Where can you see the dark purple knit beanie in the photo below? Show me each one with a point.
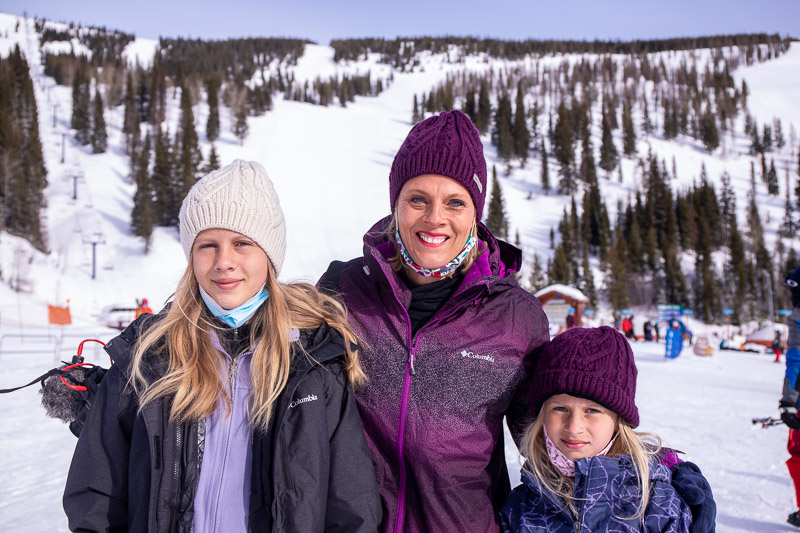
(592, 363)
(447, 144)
━━━━━━━━━━━━━━━━
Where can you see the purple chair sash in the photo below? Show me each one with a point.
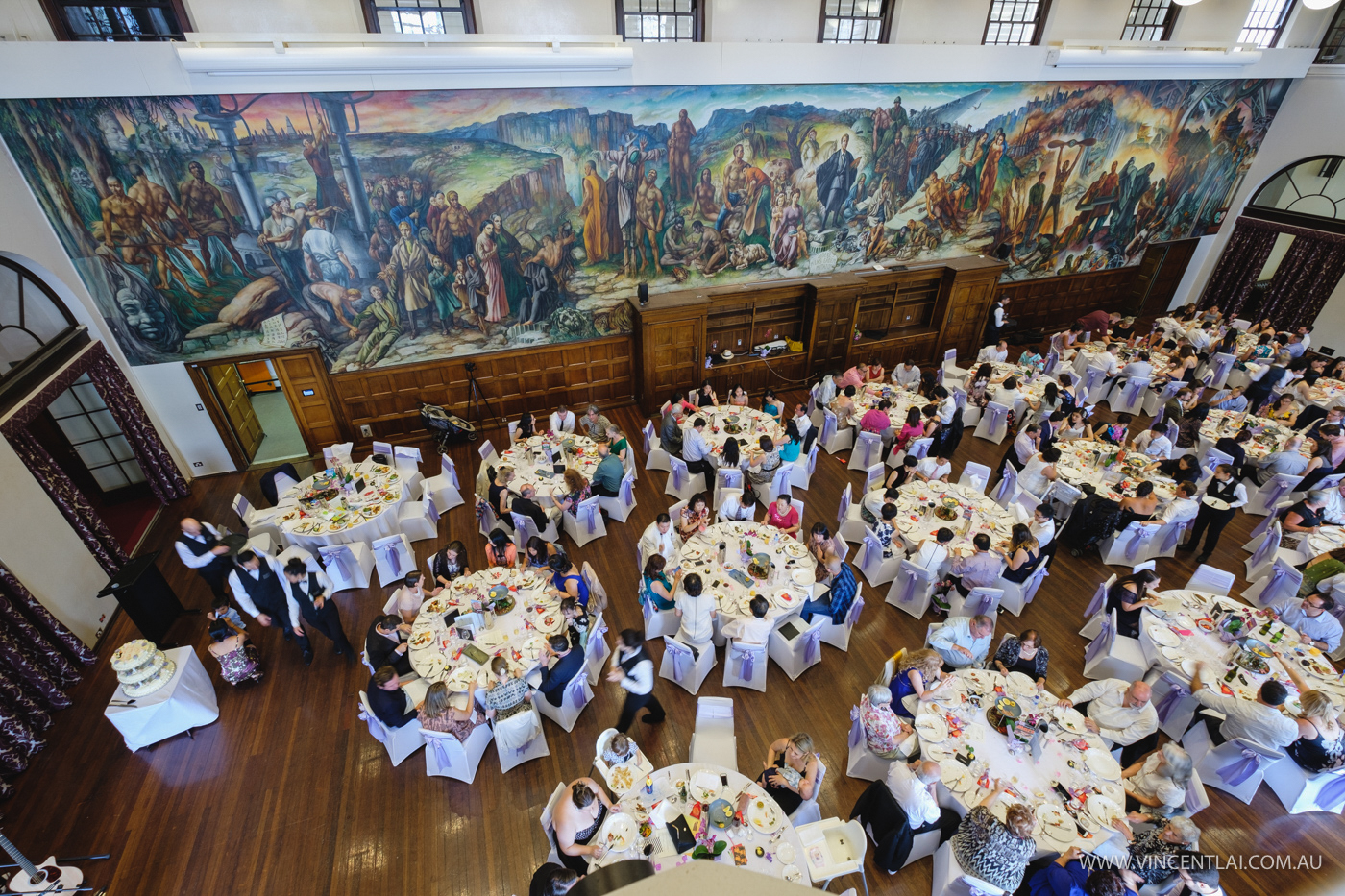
━━━━━━━━━━━━━━━━
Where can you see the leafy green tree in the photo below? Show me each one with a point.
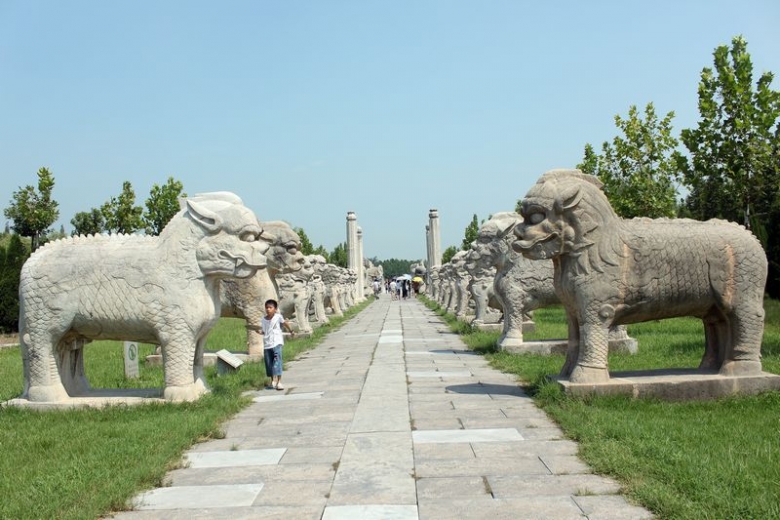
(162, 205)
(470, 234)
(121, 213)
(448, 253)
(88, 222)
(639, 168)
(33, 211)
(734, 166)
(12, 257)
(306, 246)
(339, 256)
━━━━━━━━━━━━━━━━
▶ [Task description] Pull out every line of the records that has the word "Where" in it.

▶ [Answer to the exercise]
Where can you see the dark purple knit beanie in the photo below? Show me each one with a point.
Where can you see the purple chair sash in the photo below? Show me each one with a point.
Where can you see the leafy green tree in the photo below? Show me each one with a point.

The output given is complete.